**Dataset entries**.
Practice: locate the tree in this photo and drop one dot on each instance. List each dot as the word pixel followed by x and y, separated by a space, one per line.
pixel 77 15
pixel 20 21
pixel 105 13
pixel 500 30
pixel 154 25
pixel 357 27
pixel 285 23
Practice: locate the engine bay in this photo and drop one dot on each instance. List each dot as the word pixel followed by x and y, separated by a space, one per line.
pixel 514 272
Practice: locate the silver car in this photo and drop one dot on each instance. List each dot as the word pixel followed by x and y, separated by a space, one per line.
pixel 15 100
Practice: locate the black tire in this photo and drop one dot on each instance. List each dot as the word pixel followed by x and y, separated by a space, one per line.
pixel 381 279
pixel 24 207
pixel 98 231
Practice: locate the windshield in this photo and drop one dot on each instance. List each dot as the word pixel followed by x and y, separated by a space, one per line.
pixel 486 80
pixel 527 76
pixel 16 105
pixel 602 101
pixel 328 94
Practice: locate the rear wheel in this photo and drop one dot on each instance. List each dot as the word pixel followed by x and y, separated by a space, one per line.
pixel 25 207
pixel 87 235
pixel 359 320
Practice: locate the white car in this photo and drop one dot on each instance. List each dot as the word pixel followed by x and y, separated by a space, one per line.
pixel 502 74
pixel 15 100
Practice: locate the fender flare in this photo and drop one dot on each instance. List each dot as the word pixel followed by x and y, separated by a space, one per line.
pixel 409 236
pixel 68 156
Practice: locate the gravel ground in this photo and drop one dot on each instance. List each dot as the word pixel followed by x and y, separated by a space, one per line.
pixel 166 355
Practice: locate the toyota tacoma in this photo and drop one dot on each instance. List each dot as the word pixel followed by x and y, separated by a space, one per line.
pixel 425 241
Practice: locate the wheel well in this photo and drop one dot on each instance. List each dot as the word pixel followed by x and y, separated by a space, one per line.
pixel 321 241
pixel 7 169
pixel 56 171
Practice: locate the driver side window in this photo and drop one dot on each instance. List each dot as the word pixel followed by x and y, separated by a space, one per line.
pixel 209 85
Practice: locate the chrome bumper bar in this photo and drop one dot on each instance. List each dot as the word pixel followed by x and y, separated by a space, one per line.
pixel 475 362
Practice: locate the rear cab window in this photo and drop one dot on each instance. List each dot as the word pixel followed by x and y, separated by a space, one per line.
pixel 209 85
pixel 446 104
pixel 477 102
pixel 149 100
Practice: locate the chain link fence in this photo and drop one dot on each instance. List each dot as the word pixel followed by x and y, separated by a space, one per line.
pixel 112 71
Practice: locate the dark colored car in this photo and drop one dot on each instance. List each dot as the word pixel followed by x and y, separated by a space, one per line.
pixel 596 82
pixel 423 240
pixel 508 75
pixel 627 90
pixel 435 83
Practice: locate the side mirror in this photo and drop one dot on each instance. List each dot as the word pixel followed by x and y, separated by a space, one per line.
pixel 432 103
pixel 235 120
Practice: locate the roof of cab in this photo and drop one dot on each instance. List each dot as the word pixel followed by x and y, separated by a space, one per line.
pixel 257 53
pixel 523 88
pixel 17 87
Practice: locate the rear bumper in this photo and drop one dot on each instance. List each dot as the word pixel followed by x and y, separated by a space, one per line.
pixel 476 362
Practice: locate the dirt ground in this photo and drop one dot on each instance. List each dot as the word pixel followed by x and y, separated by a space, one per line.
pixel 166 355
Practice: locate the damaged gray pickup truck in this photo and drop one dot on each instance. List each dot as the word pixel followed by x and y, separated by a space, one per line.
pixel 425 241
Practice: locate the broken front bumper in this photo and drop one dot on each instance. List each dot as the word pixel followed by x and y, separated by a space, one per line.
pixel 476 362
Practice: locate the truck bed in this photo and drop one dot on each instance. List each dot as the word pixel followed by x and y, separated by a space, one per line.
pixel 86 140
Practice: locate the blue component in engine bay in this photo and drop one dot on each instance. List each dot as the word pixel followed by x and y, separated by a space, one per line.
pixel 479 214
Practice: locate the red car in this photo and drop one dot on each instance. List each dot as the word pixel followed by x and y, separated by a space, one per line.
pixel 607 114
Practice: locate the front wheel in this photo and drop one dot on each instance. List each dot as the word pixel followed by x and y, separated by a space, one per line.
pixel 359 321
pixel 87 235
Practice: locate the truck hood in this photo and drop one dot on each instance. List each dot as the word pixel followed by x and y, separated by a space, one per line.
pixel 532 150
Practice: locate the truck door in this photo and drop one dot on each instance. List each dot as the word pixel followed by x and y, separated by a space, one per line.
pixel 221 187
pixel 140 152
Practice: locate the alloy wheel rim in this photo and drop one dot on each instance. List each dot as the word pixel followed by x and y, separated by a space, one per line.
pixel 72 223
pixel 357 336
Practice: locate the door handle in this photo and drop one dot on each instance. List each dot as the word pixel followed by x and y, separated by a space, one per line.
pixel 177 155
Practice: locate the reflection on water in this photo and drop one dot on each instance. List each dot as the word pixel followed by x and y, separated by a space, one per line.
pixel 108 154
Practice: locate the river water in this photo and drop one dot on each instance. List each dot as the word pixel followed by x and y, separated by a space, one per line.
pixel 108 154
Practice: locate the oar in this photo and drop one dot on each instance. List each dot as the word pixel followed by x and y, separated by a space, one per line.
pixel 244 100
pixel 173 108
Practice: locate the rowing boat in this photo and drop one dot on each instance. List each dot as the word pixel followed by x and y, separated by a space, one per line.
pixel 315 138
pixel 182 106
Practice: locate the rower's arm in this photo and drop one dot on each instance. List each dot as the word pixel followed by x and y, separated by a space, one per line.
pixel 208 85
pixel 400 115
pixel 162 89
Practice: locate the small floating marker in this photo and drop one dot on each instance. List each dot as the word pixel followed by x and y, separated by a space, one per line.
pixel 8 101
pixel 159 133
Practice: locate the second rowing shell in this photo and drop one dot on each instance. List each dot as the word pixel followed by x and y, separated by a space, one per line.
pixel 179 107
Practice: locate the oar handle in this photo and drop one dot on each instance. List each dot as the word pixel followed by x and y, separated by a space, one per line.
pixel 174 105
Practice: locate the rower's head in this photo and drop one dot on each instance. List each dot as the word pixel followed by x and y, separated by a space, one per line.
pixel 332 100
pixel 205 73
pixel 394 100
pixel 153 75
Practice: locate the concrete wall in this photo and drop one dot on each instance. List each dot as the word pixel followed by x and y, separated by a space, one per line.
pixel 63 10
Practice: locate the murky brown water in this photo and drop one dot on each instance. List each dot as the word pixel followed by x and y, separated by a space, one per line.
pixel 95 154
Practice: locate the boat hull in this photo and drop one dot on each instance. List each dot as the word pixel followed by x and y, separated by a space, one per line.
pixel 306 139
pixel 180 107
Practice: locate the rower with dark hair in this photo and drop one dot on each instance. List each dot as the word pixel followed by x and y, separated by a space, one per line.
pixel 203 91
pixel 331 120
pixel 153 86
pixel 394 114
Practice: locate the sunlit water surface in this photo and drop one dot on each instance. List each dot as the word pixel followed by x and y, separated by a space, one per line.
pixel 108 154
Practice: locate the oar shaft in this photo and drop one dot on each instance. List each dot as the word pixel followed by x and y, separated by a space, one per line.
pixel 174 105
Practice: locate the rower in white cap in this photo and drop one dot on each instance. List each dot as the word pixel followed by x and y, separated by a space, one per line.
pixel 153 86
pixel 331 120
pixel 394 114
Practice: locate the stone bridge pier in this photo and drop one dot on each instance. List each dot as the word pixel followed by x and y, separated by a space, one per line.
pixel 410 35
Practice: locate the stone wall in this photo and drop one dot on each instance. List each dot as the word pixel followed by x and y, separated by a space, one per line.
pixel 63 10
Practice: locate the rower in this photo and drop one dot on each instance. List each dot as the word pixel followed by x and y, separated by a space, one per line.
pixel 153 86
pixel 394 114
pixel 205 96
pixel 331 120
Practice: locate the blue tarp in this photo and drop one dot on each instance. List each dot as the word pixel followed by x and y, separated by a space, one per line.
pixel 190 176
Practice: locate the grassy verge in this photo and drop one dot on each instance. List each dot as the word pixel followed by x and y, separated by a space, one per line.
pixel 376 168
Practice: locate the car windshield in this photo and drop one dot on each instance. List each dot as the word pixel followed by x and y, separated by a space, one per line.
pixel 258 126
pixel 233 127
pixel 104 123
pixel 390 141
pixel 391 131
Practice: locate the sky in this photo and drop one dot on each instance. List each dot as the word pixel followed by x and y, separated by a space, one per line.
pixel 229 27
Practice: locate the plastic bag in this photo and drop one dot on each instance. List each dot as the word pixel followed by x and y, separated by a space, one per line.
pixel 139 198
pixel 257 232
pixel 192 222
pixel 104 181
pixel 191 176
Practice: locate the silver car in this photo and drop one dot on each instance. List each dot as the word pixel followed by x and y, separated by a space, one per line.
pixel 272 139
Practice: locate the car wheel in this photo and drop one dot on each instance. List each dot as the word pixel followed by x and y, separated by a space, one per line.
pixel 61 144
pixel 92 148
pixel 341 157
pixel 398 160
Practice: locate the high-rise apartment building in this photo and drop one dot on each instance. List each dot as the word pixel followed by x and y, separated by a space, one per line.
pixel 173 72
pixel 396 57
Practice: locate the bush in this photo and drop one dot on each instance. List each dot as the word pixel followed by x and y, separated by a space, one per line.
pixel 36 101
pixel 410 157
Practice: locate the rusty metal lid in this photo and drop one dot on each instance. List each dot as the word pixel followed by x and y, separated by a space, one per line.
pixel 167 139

**What the task asks**.
Could you copy the data above word for word, from its first line through the line with "pixel 328 94", including both of those lines?

**Exercise response**.
Practice: locate the tree in this photo and drop one dot on each instance. List each dot as the word pixel followed by x and y, separated by a space, one per line.
pixel 77 15
pixel 20 21
pixel 105 13
pixel 500 30
pixel 154 25
pixel 357 27
pixel 285 23
Practice: locate the engine bay in this photo and drop one dot on each instance. List each dot as the word pixel followed by x and y, separated by a space, one per line.
pixel 514 272
Practice: locate the silver car in this photo and drop one dot on each instance. List each dot as the word pixel followed by x and y, separated by a space, one per line.
pixel 15 100
Practice: locate the black tire in this photo and drop one dot on each instance. List each dot as the word pixel followed by x and y, separated by a space, one per line.
pixel 381 279
pixel 24 207
pixel 98 231
Practice: locate the windshield in this photo and drop one dot on each instance. List each dot as the word pixel followed by x and y, separated by a space, one per line.
pixel 486 80
pixel 527 76
pixel 16 105
pixel 602 101
pixel 328 94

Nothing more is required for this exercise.